(Records provided)
+---+

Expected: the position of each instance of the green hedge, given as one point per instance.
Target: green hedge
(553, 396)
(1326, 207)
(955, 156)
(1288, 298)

+---+

(Given task) From the first line to the last, retype the data exactly.

(Completed task)
Expected: the position of each instance of the green hedge, given as one point per instance.
Target: green hedge
(553, 396)
(1326, 207)
(955, 156)
(1288, 298)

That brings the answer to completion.